» REQUIRED WORK
1. Translate into Spanish this sentence from the extract on the Austudy debt: "The Secretary referred to is the applicant in this proceeding."
2. In the extract on the Austudy debt, whose assistance did Mr Prince enlist in late February?
3. Carry on the extract on the Austudy debt, beginning right after its last sentence.

##### EXTRACT TO READ #####

Administrative error
(2) The Secretary must waive if:
(a) the debt arose solely because of an administrative error made by the Commonwealth; and
(b) the person received in good faith the payment or payments that gave rise to the debt.
The Secretary referred to is the applicant in this proceeding.
The background circumstances as found by the Tribunal can be stated briefly.
(1)
Having previously been in receipt of Austudy payments
for study he was undertaking, Mr Prince took the steps appropriate to cancel
his entitlement to such payment on 22 December 1993. He was aware that he was not entitled
thereafter to Austudy.
(2) Because of an administrative error payments continued to be made to him, these payments being made into his bank account on 5 January 1994, 19 January 1994, 2 February 1994, 16 February 1994, 2 March 1994 and 16 March 1994. The error was later discovered.
(3) On 10 May the applicant provided Mr Prince with a Notice of Assessment requiring repayment of the Austudy payments.
(4) In the period after 22 December 1994 and up to 7 February 1994, Mr Prince was quite unaware that he was continuing to receive Austudy. From 7 February he was “alert to the possibility that [Austudy] payments continued to be paid into his bank account”. By 28 February 1994 he was sure that such was the case. From 7 February he took steps, first, to ascertain whether he was being paid and, then, to advise the Department of Education, Employment, Training and Youth Affairs (“DEETYA”) of the continuing payments to him. In late February he enlisted the assistance of a member of Parliament. A person on that member’s staff also communicated her concerns to DEETYA.
The Tribunal’s Decision
The Tribunal considered a range of matters that are not the subject of this appeal. For present purposes reference need only be made to one aspect of its decision. This is the Tribunal’s construction of the words “received in good faith” in s 289(2)(b) of the SYA Act. In dealing with these words the Tribunal treated the relevant “receipt” as having occurred when the Austudy payments were made into Mr Prince’s bank account. As to the meaning of “good faith” the Tribunal noted that that formula has been used, and considered in case law, in a variety of statutory contexts which it noted. It likewise made reference to an explanatory illustration of the concept of “received in good faith” given in the Explanatory Memorandum to the Student and Youth Assistance Amendment (Youth Training Allowance) Bill (No 2) 1995 that referred to s 289. And it noted that there were inconsistent decisions of the Tribunal on the formula as used in provisions similar to s 289.

##### DATA SEGMENT #####

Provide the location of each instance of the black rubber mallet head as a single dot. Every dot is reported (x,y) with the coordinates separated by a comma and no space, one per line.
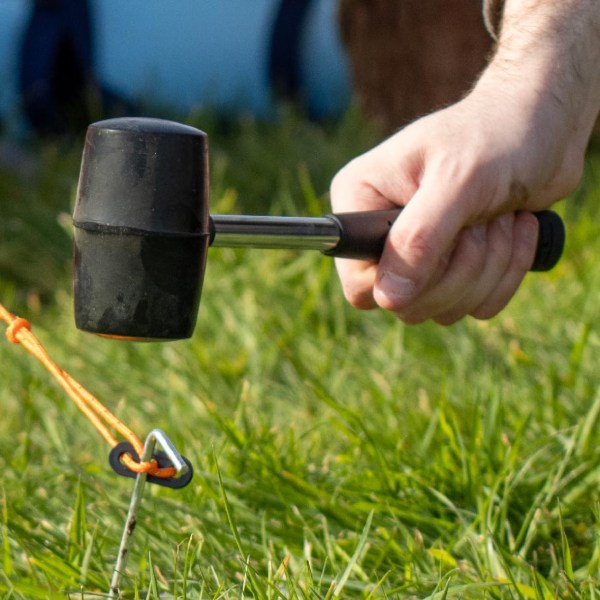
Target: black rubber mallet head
(142,230)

#####

» TASK-BY-TASK OUTPUTS
1. El Secretario al que se hace referencia es la parte solicitante en este procedimiento.

2. He enlisted the assistance of a member of Parliament.

3.
It concluded that the meaning of “received in good faith” in relation to the waiver of debts attributable solely to administrative error was not settled in the Tribunal. It then went on to say that it believed-
“It should consider whether the payments of AUSTUDY in this matter were received in good faith on the facts of the case”: emphasis added
Its conclusions on this were as follows:
(1) In relation to the payments received up to and including 2 February, these were received in good faith in that, having taken appropriate steps to cancel Austudy, Mr Prince was unaware he was continuing to receive them.
(2) In relation to the payments from after his suspicion as to continuing payment was aroused from 7 February, the conclusion was:
that once the Applicant began to suspect he was still receiving AUSTUDY he acted with honesty of purpose and with reasonable diligence in attempting to clarify the situation and to provide information to the Department to cause the payments to be stopped. There was nothing fraudulent about his behaviour and he demonstrated no intention to defraud the Department. The issue then with regard to the payments on 16 February and 2 and 16 March is whether or not it can be said that the Applicant received the payments in good faith when he suspected or knew he had received money to which he was not entitled. It has been argued that a person cannot receive the payments in good faith if he knew he was not entitled to those payments. The Tribunal does not accept this interpretation. In the particular circumstances of this case, the Applicant received the payments after having taken reasonable steps to interrupt its payment and failed.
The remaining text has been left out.